CHALLENGES:
A: Extract the passage of the forum thread on Soloist bikes from "I hear all this" to "(Aug 26, 2008)", word for word.
B: Write the next part of the forum thread on Soloist bikes, picking up after its final post.

QUOTED TEXT:
►
# Soloist or Soloist Team



## TP_Mantis (Jan 20, 2009)

Hello all,

I hear all this talk of the Soloist Team but I only see Soloist on the bike.
Is there a difference between a Soloist and a Soloist Team? Or two names for the same thing?


----------



## Quixote (Aug 26, 2008)

The Soloist Team is aluminum. It's fantastic, without question, one of the best aluminum bikes out there. It is currently being sold as the S1.

The "Soloist" you're refering to is probably the SLC, Soloist carbon. It is also a wicked bike. It's been slightly redesigned for 2009 (new cable routing) and is called the S2.


----------



## TP_Mantis (Jan 20, 2009)

Well My "Soloist" is aluminum and i do not see anywhere on the bike where it says "Soloist Team"
Not a big concern as i love the bike, was more curious as to the naming convention.
◄
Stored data
►
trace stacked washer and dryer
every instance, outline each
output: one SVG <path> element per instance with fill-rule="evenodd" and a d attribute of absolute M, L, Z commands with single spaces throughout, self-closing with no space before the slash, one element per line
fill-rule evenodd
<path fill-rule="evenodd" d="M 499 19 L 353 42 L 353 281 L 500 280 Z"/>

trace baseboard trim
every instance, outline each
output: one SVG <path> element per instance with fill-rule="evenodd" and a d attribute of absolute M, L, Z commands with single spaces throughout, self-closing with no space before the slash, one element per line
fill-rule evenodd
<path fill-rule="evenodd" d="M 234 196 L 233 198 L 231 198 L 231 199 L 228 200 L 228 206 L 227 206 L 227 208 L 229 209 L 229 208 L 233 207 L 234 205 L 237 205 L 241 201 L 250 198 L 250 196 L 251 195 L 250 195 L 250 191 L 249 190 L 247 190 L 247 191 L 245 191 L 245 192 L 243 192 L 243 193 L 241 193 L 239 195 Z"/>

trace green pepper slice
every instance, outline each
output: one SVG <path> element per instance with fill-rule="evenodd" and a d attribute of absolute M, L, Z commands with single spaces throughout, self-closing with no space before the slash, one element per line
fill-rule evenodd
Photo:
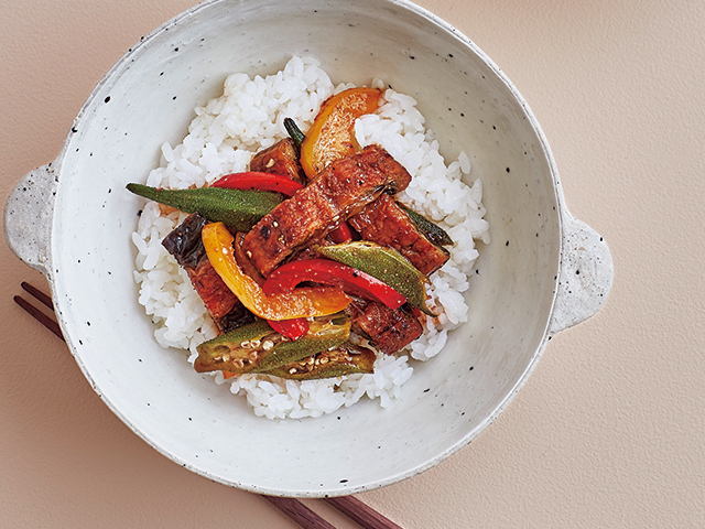
<path fill-rule="evenodd" d="M 128 184 L 128 191 L 185 213 L 200 213 L 213 223 L 223 223 L 231 231 L 249 231 L 282 202 L 279 193 L 225 187 L 158 190 Z"/>
<path fill-rule="evenodd" d="M 426 236 L 426 238 L 436 246 L 448 246 L 453 244 L 453 239 L 451 236 L 435 223 L 432 223 L 426 217 L 421 215 L 420 213 L 414 212 L 410 207 L 404 206 L 401 202 L 398 202 L 397 205 L 401 207 L 412 223 L 416 225 L 419 230 Z"/>

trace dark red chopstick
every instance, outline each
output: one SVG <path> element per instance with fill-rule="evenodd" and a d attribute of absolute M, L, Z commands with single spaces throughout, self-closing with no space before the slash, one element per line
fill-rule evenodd
<path fill-rule="evenodd" d="M 42 302 L 48 309 L 54 311 L 54 304 L 52 303 L 52 299 L 46 295 L 41 290 L 32 287 L 28 282 L 21 283 L 22 289 L 34 296 L 36 300 Z M 31 316 L 37 320 L 42 325 L 48 328 L 52 333 L 54 333 L 59 338 L 64 339 L 64 335 L 62 334 L 61 327 L 58 323 L 48 317 L 42 311 L 32 305 L 29 301 L 19 295 L 13 298 L 14 302 L 24 309 Z M 335 529 L 335 526 L 332 526 L 326 520 L 321 518 L 317 514 L 306 507 L 304 504 L 294 498 L 283 498 L 279 496 L 265 496 L 261 495 L 267 501 L 272 504 L 279 510 L 284 512 L 289 518 L 294 520 L 304 529 Z M 328 504 L 335 507 L 337 510 L 343 512 L 345 516 L 350 518 L 352 521 L 357 522 L 365 529 L 402 529 L 401 526 L 398 526 L 393 521 L 384 518 L 378 511 L 364 504 L 359 499 L 354 496 L 341 496 L 337 498 L 324 498 Z"/>

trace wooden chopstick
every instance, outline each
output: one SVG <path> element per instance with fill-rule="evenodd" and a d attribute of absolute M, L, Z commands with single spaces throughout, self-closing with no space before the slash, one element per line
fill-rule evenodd
<path fill-rule="evenodd" d="M 355 496 L 324 498 L 324 500 L 365 529 L 402 529 L 401 526 L 398 526 L 390 519 L 384 518 L 369 505 L 364 504 Z"/>
<path fill-rule="evenodd" d="M 264 495 L 262 497 L 304 529 L 335 529 L 335 526 L 328 523 L 297 499 Z"/>
<path fill-rule="evenodd" d="M 32 287 L 30 283 L 22 281 L 20 283 L 22 289 L 30 293 L 33 298 L 42 302 L 44 305 L 50 307 L 52 312 L 54 311 L 54 303 L 52 303 L 52 299 L 46 295 L 41 290 Z M 13 298 L 14 302 L 24 309 L 31 316 L 37 320 L 42 325 L 48 328 L 52 333 L 54 333 L 59 338 L 64 339 L 64 335 L 62 334 L 61 327 L 58 324 L 44 314 L 42 311 L 36 309 L 25 299 L 15 295 Z M 65 341 L 65 339 L 64 339 Z M 324 520 L 321 516 L 315 514 L 304 504 L 294 498 L 284 498 L 280 496 L 267 496 L 260 495 L 267 501 L 272 504 L 276 509 L 284 512 L 289 518 L 294 520 L 304 529 L 336 529 L 335 526 L 332 526 L 326 520 Z M 401 526 L 398 526 L 393 521 L 380 515 L 378 511 L 364 504 L 359 499 L 354 496 L 341 496 L 336 498 L 324 498 L 329 505 L 334 508 L 343 512 L 345 516 L 350 518 L 352 521 L 357 522 L 365 529 L 402 529 Z"/>
<path fill-rule="evenodd" d="M 20 287 L 22 287 L 22 289 L 25 292 L 29 292 L 35 299 L 37 299 L 39 301 L 44 303 L 46 306 L 48 306 L 52 310 L 52 312 L 54 311 L 54 303 L 52 302 L 52 299 L 48 295 L 46 295 L 44 292 L 42 292 L 40 289 L 37 289 L 36 287 L 32 287 L 26 281 L 22 281 L 20 283 Z"/>
<path fill-rule="evenodd" d="M 48 295 L 46 295 L 44 292 L 41 292 L 40 290 L 35 289 L 34 287 L 32 287 L 31 284 L 25 283 L 25 282 L 22 282 L 21 287 L 26 292 L 29 292 L 34 298 L 36 298 L 39 301 L 41 301 L 46 306 L 48 306 L 52 311 L 54 311 L 54 305 L 52 303 L 52 299 Z M 59 338 L 64 339 L 64 335 L 62 334 L 62 330 L 58 326 L 58 323 L 56 323 L 54 320 L 48 317 L 42 311 L 36 309 L 34 305 L 32 305 L 24 298 L 20 298 L 19 295 L 15 295 L 13 298 L 13 300 L 18 305 L 20 305 L 22 309 L 24 309 L 31 316 L 33 316 L 35 320 L 37 320 L 42 325 L 44 325 L 46 328 L 48 328 L 52 333 L 54 333 Z"/>

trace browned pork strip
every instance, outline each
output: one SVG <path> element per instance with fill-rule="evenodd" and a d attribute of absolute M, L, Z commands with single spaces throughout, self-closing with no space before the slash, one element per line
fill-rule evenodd
<path fill-rule="evenodd" d="M 402 191 L 410 180 L 386 150 L 369 145 L 333 162 L 272 209 L 245 236 L 243 248 L 267 277 L 294 251 L 321 240 L 380 193 Z"/>
<path fill-rule="evenodd" d="M 365 206 L 348 223 L 365 240 L 394 248 L 426 276 L 448 260 L 447 250 L 431 242 L 389 195 Z"/>
<path fill-rule="evenodd" d="M 355 300 L 346 311 L 352 317 L 352 330 L 388 355 L 404 348 L 423 332 L 421 323 L 412 314 L 376 301 Z"/>
<path fill-rule="evenodd" d="M 241 306 L 240 301 L 223 282 L 206 256 L 200 230 L 206 219 L 197 213 L 189 215 L 181 225 L 164 237 L 162 246 L 166 248 L 180 266 L 186 270 L 191 283 L 206 305 L 206 310 L 216 320 Z M 243 307 L 242 307 L 243 309 Z"/>
<path fill-rule="evenodd" d="M 280 174 L 303 184 L 304 170 L 299 163 L 299 153 L 291 138 L 278 141 L 272 147 L 258 152 L 250 162 L 250 171 Z"/>

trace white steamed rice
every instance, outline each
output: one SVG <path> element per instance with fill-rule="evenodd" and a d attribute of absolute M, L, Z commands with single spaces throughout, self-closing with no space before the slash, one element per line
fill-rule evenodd
<path fill-rule="evenodd" d="M 176 147 L 164 143 L 160 166 L 148 176 L 155 187 L 204 186 L 220 176 L 247 171 L 252 155 L 286 136 L 285 117 L 306 131 L 321 104 L 330 95 L 352 85 L 334 86 L 319 63 L 311 57 L 293 57 L 283 71 L 267 77 L 230 75 L 224 95 L 195 109 L 188 134 Z M 371 85 L 383 88 L 381 80 Z M 447 333 L 467 320 L 463 292 L 478 252 L 475 240 L 489 242 L 489 227 L 482 218 L 482 188 L 479 180 L 471 186 L 460 177 L 470 172 L 465 153 L 446 165 L 438 143 L 416 101 L 387 89 L 377 112 L 358 119 L 355 133 L 361 145 L 378 143 L 402 163 L 412 175 L 409 187 L 398 197 L 416 212 L 433 219 L 455 241 L 451 259 L 431 276 L 430 305 L 437 319 L 426 317 L 425 332 L 409 348 L 409 355 L 378 355 L 375 373 L 340 379 L 293 381 L 262 375 L 224 379 L 232 393 L 247 398 L 257 415 L 269 419 L 319 417 L 343 406 L 351 406 L 364 396 L 379 399 L 386 407 L 399 397 L 401 386 L 411 377 L 414 360 L 427 360 L 446 343 Z M 216 327 L 188 276 L 162 247 L 162 239 L 186 214 L 163 216 L 158 204 L 145 204 L 132 241 L 137 247 L 134 279 L 140 285 L 139 302 L 152 316 L 154 336 L 162 347 L 191 352 L 216 336 Z"/>

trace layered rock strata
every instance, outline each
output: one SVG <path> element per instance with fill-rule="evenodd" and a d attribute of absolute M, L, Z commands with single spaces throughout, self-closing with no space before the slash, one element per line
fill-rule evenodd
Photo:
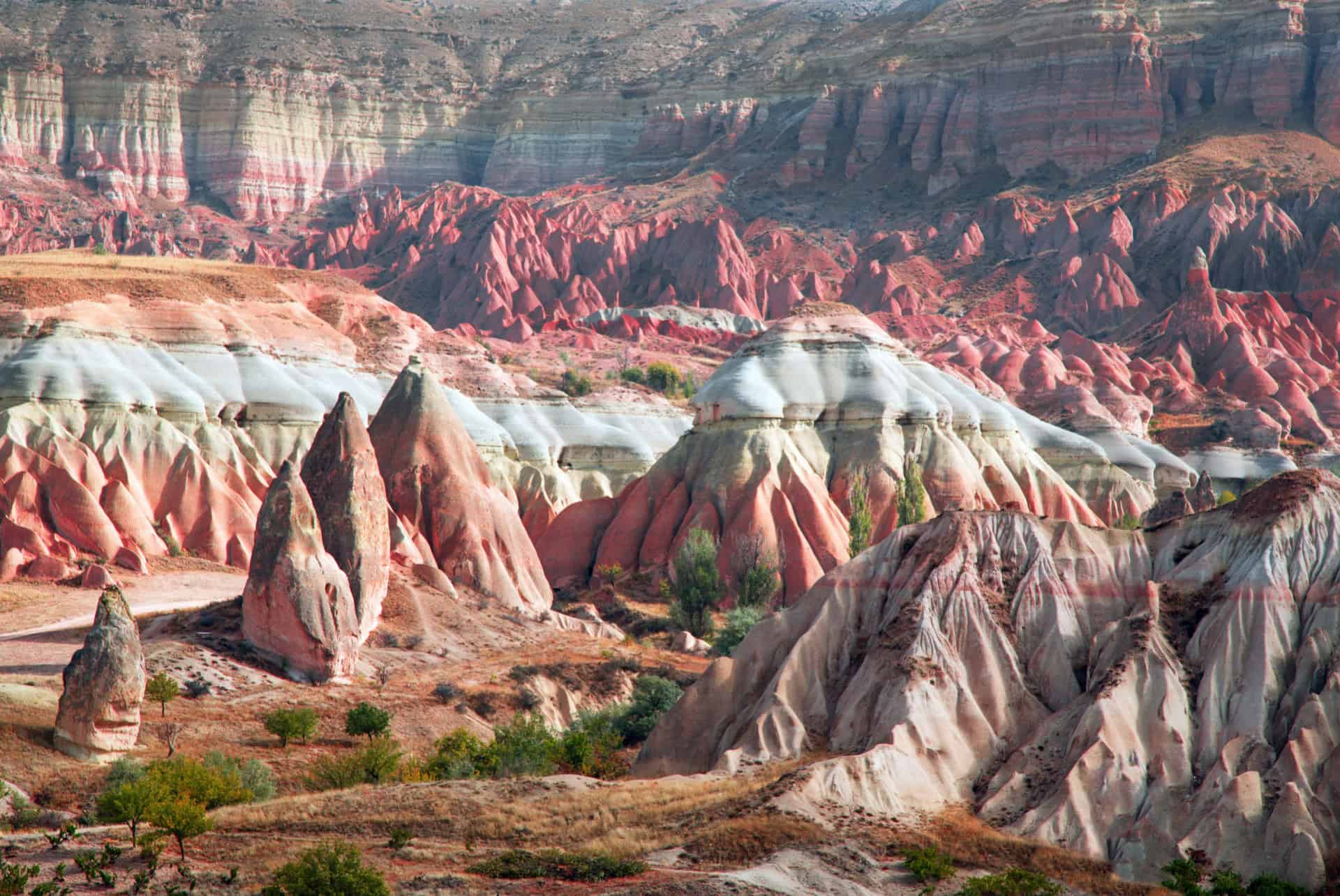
◄
RESULTS FOR THE EXERCISE:
A:
I hear all this talk of the Soloist Team but I only see Soloist on the bike.
Is there a difference between a Soloist and a Soloist Team? Or two names for the same thing?


----------



## Quixote (Aug 26, 2008)

B:
----------



## Quixote (Aug 26, 2008)

TP_Mantis said:


> Well My "Soloist" is aluminum and i do not see anywhere on the bike where it says "Soloist Team"
> Not a big concern as i love the bike, was more curious as to the naming convention.


True, the Soloist Team only has "Soloist" on the seatstays. 
http://www.competitivecyclist.com/road-bikes/frame/2008-cerv%E9lo-soloist-team-3599.html

The SLC says "Soloist carbon" on the stays.

So, to directly answer the OP, No, there is no such distinction between "soloist" and "soloist team."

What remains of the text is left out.